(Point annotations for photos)
* BEGIN *

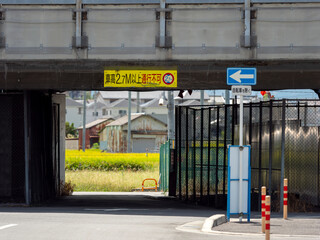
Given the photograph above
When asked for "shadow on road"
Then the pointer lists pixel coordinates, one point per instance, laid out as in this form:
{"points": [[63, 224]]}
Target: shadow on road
{"points": [[153, 204]]}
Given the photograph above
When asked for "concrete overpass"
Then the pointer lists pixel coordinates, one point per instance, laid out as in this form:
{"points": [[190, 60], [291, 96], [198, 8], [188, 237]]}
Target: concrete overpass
{"points": [[47, 46], [66, 44]]}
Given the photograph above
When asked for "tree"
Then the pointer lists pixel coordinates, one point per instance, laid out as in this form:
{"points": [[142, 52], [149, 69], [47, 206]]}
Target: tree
{"points": [[71, 131]]}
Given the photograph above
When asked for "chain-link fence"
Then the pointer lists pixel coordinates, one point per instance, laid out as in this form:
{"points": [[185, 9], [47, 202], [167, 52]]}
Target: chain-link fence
{"points": [[204, 132]]}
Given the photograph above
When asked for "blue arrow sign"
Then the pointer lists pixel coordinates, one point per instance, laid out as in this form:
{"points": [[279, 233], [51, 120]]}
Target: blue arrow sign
{"points": [[241, 76]]}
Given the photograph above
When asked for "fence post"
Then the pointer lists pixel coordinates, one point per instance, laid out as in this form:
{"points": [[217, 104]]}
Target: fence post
{"points": [[263, 209], [187, 154], [285, 198], [267, 235]]}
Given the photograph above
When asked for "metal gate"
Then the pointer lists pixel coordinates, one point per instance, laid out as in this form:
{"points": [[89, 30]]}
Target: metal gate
{"points": [[204, 132]]}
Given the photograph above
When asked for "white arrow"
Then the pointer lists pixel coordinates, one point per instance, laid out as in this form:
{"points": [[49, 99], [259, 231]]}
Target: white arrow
{"points": [[237, 76]]}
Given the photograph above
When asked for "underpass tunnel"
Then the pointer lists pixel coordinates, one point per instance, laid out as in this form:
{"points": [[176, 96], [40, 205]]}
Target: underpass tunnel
{"points": [[32, 146], [32, 152]]}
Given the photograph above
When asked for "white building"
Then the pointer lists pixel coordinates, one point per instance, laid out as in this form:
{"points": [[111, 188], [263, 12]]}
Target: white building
{"points": [[152, 107], [119, 108], [74, 112]]}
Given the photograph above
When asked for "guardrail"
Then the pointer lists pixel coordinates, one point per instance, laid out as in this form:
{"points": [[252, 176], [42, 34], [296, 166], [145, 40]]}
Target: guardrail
{"points": [[149, 179], [119, 2]]}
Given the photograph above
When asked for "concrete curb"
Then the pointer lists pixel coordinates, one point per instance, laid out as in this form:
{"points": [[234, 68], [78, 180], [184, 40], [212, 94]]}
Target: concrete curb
{"points": [[213, 221]]}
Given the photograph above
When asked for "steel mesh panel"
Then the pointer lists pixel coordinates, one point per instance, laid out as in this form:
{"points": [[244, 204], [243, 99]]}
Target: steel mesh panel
{"points": [[210, 131]]}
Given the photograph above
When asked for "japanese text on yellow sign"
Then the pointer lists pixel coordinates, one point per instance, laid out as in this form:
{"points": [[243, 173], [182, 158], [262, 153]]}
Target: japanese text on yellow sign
{"points": [[140, 78]]}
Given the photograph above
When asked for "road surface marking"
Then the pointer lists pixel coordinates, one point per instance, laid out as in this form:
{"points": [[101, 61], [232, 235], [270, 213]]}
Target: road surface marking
{"points": [[7, 226], [115, 209]]}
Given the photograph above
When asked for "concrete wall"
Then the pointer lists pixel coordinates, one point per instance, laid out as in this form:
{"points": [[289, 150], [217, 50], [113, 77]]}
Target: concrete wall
{"points": [[61, 100], [124, 32]]}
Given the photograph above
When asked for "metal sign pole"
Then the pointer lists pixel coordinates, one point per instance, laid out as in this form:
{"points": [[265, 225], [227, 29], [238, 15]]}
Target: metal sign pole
{"points": [[240, 157]]}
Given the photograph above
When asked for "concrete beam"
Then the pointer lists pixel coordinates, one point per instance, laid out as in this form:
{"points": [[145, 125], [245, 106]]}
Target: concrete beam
{"points": [[88, 74]]}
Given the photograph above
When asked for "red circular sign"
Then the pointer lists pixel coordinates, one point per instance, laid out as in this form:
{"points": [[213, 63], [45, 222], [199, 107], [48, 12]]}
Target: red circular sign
{"points": [[168, 78]]}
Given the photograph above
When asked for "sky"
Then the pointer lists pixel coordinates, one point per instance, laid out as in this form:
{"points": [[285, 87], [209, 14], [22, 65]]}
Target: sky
{"points": [[280, 94]]}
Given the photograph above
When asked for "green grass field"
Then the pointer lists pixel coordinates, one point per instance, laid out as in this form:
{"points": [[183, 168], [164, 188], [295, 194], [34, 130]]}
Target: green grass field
{"points": [[110, 172]]}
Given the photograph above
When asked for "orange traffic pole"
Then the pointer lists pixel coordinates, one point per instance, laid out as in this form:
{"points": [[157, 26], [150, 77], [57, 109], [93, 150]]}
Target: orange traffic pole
{"points": [[263, 208], [285, 198], [267, 235]]}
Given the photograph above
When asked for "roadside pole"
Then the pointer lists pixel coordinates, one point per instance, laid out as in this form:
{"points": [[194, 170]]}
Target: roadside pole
{"points": [[84, 121], [129, 124], [240, 157]]}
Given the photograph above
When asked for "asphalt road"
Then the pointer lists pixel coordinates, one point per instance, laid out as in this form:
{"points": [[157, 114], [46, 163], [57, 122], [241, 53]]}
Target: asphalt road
{"points": [[141, 216], [112, 216]]}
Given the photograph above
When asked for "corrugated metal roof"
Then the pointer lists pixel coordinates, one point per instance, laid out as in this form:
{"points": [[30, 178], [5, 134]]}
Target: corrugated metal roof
{"points": [[124, 95], [121, 103], [190, 103], [124, 120], [154, 103], [96, 122], [98, 105], [148, 95]]}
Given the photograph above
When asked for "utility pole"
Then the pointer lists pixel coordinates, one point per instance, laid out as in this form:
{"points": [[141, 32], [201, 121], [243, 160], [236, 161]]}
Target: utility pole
{"points": [[129, 123], [84, 121], [201, 97], [138, 102], [227, 97], [95, 105], [170, 107]]}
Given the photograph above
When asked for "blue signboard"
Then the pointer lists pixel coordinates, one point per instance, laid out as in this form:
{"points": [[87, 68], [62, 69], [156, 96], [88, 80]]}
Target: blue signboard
{"points": [[241, 76]]}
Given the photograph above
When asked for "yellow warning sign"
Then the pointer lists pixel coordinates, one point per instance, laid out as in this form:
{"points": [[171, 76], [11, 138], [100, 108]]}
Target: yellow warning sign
{"points": [[140, 78]]}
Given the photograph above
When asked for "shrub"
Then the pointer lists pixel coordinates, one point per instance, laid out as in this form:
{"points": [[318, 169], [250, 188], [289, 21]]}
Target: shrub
{"points": [[95, 160]]}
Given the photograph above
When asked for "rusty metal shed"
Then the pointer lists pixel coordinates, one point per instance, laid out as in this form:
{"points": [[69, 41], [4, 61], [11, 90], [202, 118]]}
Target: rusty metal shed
{"points": [[147, 134]]}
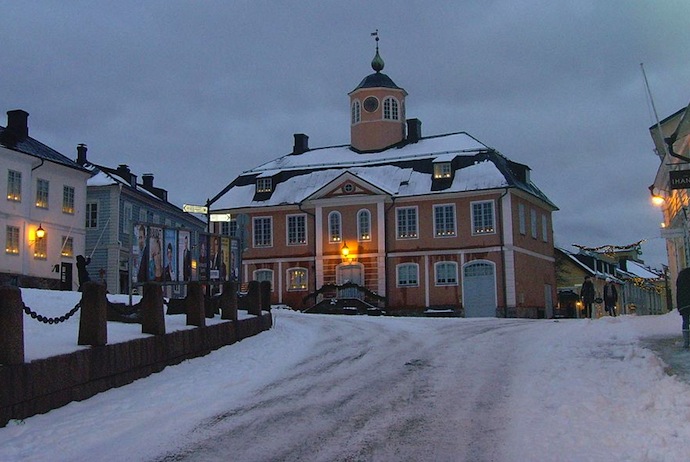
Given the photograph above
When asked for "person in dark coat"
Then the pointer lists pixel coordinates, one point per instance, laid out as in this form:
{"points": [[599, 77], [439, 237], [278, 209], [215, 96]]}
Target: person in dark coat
{"points": [[683, 303], [587, 295], [82, 272], [610, 297]]}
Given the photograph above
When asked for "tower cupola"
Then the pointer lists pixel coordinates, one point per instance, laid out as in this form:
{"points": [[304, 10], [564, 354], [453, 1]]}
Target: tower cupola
{"points": [[377, 110]]}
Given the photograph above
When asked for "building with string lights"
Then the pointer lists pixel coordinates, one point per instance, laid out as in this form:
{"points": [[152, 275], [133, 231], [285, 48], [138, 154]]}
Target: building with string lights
{"points": [[394, 220]]}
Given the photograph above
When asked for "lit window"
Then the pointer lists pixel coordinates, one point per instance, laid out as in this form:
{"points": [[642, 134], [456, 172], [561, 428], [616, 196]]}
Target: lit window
{"points": [[297, 279], [263, 231], [444, 220], [42, 187], [264, 185], [406, 226], [68, 199], [41, 248], [442, 170], [408, 275], [356, 112], [334, 229], [14, 186], [297, 229], [446, 273], [67, 247], [12, 240], [364, 225], [92, 215], [390, 109], [483, 217]]}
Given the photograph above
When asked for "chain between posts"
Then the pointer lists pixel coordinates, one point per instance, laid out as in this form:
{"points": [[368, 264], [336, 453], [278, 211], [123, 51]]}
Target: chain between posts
{"points": [[46, 320]]}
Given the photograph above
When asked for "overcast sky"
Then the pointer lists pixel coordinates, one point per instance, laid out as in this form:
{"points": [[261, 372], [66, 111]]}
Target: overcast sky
{"points": [[196, 92]]}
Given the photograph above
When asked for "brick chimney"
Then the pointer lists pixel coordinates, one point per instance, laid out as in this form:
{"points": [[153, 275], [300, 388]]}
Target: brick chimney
{"points": [[17, 122], [81, 154]]}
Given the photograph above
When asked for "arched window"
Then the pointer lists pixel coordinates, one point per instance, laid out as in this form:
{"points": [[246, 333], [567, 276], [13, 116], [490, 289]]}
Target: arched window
{"points": [[364, 225], [334, 228], [356, 112], [390, 109]]}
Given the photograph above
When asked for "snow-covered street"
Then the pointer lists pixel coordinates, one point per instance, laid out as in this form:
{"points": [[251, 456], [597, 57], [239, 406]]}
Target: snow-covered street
{"points": [[331, 388]]}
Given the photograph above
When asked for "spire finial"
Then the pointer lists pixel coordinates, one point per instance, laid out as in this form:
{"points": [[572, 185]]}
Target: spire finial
{"points": [[377, 63]]}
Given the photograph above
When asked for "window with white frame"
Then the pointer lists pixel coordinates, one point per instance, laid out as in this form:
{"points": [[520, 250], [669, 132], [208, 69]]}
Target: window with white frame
{"points": [[297, 229], [335, 227], [68, 199], [67, 247], [42, 189], [364, 225], [446, 273], [264, 275], [263, 231], [407, 275], [442, 170], [483, 217], [92, 215], [444, 220], [264, 185], [297, 278], [356, 112], [14, 186], [390, 109], [41, 248], [406, 222], [12, 240]]}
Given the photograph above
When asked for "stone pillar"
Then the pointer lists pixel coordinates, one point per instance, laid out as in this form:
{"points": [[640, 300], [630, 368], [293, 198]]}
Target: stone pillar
{"points": [[11, 326], [228, 301], [253, 298], [152, 318], [196, 315], [265, 291], [93, 321]]}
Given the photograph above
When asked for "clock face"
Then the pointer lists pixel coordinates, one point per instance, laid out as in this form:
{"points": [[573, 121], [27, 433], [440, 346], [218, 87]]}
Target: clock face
{"points": [[371, 104]]}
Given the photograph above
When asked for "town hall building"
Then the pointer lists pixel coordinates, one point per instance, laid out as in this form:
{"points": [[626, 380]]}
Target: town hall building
{"points": [[402, 222]]}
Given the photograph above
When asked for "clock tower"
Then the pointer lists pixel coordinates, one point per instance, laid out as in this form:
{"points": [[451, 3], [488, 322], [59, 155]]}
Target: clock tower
{"points": [[377, 110]]}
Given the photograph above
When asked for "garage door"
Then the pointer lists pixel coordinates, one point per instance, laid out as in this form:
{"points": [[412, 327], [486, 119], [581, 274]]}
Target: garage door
{"points": [[479, 290]]}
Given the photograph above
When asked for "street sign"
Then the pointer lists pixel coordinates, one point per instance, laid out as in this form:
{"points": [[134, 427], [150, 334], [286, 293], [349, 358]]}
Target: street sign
{"points": [[189, 208], [679, 179]]}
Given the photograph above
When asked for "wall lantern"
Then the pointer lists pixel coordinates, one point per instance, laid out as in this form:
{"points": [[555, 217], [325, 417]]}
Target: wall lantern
{"points": [[40, 232]]}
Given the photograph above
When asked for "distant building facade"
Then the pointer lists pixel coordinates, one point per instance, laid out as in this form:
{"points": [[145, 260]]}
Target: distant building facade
{"points": [[43, 213], [405, 222]]}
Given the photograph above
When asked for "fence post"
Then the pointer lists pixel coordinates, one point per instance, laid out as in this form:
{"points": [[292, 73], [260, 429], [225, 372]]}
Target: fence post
{"points": [[253, 298], [265, 292], [93, 329], [11, 326], [152, 319], [196, 313], [228, 301]]}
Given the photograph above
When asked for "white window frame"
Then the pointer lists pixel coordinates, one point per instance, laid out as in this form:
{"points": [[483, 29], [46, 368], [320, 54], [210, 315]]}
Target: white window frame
{"points": [[441, 231], [266, 241], [296, 232], [446, 280], [483, 228], [406, 233], [408, 282], [296, 285], [335, 227], [364, 225]]}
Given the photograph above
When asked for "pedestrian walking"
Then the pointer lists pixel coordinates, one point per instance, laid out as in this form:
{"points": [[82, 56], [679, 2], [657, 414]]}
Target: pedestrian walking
{"points": [[587, 296], [610, 297], [683, 303]]}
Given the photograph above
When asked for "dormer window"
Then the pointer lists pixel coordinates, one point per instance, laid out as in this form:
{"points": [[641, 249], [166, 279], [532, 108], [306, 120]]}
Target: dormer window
{"points": [[264, 185], [442, 170]]}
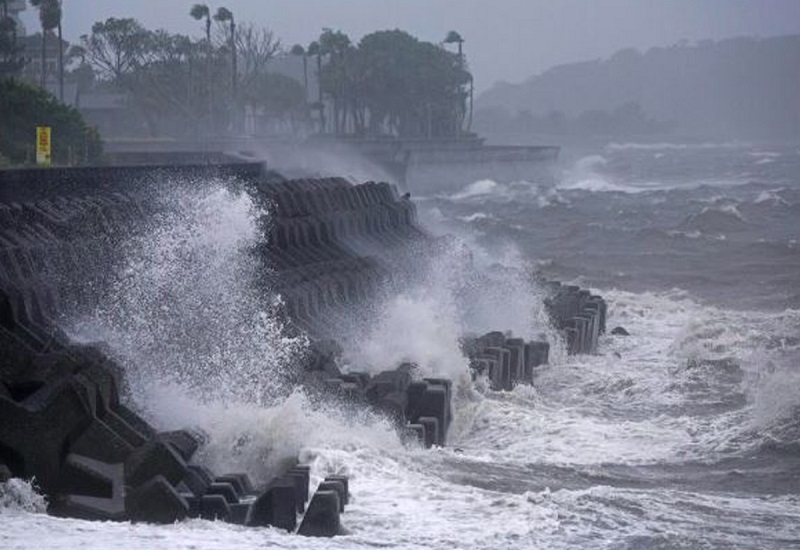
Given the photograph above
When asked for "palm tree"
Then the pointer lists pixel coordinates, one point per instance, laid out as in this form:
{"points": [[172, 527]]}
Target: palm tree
{"points": [[315, 49], [50, 18], [454, 38], [224, 15], [297, 49], [198, 12]]}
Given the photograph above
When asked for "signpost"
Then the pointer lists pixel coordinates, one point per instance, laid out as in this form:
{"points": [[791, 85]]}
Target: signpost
{"points": [[43, 143]]}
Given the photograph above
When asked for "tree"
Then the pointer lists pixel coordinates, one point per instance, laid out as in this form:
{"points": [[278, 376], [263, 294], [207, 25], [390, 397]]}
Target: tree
{"points": [[198, 12], [299, 50], [279, 98], [49, 18], [11, 60], [454, 37], [115, 48], [392, 82], [224, 15]]}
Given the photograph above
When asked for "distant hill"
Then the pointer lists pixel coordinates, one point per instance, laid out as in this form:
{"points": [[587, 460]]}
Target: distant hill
{"points": [[735, 88]]}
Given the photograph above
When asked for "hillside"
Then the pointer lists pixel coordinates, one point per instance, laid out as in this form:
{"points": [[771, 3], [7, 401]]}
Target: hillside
{"points": [[735, 88]]}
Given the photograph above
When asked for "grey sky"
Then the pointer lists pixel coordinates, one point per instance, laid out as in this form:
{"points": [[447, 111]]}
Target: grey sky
{"points": [[505, 39]]}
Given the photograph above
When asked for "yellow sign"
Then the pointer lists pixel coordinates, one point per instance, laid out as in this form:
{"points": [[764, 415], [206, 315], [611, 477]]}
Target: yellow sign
{"points": [[43, 145]]}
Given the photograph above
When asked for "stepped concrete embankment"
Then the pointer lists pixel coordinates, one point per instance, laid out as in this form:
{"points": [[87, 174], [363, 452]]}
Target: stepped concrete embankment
{"points": [[331, 246]]}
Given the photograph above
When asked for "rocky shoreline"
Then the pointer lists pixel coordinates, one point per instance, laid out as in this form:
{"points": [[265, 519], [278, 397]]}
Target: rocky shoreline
{"points": [[64, 416]]}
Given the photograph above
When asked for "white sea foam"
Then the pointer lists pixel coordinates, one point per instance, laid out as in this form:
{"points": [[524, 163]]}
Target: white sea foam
{"points": [[667, 146], [478, 188], [19, 495]]}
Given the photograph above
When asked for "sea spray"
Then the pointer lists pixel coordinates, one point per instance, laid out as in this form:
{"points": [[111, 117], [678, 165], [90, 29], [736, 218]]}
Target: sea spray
{"points": [[189, 305], [19, 495]]}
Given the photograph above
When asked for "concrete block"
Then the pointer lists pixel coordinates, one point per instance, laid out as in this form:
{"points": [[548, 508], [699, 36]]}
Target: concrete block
{"points": [[335, 485], [184, 442], [156, 501], [107, 507], [154, 458], [215, 508], [432, 430], [276, 506], [323, 517], [224, 489]]}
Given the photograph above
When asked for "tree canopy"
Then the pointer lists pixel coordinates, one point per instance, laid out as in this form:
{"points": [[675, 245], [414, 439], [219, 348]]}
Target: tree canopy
{"points": [[393, 83]]}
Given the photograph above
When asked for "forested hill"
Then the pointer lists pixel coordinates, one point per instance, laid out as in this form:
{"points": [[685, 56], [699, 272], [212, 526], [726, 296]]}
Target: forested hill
{"points": [[735, 88]]}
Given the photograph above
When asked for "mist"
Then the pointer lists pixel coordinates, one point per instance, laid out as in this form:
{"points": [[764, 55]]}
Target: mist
{"points": [[511, 41]]}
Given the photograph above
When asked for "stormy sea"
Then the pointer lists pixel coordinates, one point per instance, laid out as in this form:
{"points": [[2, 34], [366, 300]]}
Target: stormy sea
{"points": [[683, 434]]}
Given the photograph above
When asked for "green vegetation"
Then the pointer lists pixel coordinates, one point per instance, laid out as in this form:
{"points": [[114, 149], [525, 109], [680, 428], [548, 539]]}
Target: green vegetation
{"points": [[392, 83], [23, 107], [11, 59], [238, 77]]}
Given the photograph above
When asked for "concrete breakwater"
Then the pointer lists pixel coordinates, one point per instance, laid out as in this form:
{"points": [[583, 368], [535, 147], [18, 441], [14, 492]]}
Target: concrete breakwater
{"points": [[332, 247]]}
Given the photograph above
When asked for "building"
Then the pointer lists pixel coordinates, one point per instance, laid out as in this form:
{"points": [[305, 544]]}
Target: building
{"points": [[15, 7], [32, 50]]}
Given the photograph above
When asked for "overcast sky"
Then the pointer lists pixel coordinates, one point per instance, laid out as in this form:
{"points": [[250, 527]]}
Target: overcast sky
{"points": [[505, 39]]}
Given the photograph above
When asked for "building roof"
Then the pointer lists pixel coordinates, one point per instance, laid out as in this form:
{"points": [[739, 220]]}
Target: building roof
{"points": [[102, 101]]}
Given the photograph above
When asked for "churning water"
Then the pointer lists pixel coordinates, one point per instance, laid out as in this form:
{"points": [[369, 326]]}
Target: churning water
{"points": [[685, 434]]}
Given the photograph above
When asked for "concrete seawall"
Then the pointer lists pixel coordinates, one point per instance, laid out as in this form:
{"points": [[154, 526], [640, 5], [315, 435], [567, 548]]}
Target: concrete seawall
{"points": [[332, 246]]}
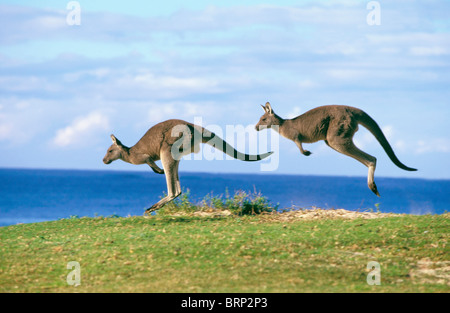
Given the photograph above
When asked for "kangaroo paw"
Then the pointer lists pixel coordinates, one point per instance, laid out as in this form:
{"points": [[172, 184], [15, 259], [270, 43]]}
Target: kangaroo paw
{"points": [[374, 189], [151, 209]]}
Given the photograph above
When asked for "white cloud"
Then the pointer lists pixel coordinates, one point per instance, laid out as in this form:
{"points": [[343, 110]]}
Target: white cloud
{"points": [[81, 130], [295, 111]]}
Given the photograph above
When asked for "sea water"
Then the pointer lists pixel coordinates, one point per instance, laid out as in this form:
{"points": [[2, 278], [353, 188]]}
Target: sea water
{"points": [[33, 195]]}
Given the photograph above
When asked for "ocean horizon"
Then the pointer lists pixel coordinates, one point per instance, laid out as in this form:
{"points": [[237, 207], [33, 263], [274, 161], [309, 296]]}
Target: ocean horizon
{"points": [[37, 195]]}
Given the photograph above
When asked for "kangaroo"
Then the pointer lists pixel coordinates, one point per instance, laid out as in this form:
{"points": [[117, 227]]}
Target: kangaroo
{"points": [[168, 141], [336, 125]]}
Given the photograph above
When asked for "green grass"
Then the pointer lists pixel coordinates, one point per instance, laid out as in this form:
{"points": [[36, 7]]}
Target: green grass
{"points": [[226, 254]]}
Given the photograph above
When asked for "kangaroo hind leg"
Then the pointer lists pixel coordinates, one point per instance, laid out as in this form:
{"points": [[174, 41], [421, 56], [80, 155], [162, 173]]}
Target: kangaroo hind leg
{"points": [[347, 147], [173, 184]]}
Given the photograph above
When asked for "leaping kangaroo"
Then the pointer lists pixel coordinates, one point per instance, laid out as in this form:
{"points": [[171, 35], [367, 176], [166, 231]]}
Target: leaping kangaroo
{"points": [[168, 141], [336, 124]]}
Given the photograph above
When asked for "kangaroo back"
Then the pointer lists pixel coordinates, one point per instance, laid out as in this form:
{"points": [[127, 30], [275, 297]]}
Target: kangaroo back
{"points": [[218, 143], [365, 120]]}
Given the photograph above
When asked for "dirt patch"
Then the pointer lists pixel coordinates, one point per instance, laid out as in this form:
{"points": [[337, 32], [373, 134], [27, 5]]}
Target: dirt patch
{"points": [[295, 215], [429, 272], [317, 214]]}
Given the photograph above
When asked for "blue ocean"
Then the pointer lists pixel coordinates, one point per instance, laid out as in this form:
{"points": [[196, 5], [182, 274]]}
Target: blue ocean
{"points": [[29, 195]]}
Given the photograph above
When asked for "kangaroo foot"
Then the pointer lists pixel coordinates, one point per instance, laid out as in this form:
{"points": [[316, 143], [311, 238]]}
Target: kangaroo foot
{"points": [[151, 209], [374, 189]]}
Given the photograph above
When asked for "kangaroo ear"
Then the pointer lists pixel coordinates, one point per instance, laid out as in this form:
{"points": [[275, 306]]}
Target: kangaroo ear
{"points": [[269, 108], [115, 140]]}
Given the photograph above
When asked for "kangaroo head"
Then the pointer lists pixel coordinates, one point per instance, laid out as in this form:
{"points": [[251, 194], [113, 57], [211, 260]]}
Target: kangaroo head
{"points": [[115, 151], [268, 119]]}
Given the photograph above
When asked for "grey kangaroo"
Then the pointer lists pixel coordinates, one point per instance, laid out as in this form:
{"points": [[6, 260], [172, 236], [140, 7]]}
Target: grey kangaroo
{"points": [[169, 141], [336, 125]]}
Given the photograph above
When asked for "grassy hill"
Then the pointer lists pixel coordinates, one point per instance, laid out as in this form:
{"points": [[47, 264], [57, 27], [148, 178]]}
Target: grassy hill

* END *

* [Problem to work on] Collect each line in the entries above that contains the word "lantern", and copy those lines out.

* [Solution to this exercise]
When asked for "wall lantern"
Target: wall lantern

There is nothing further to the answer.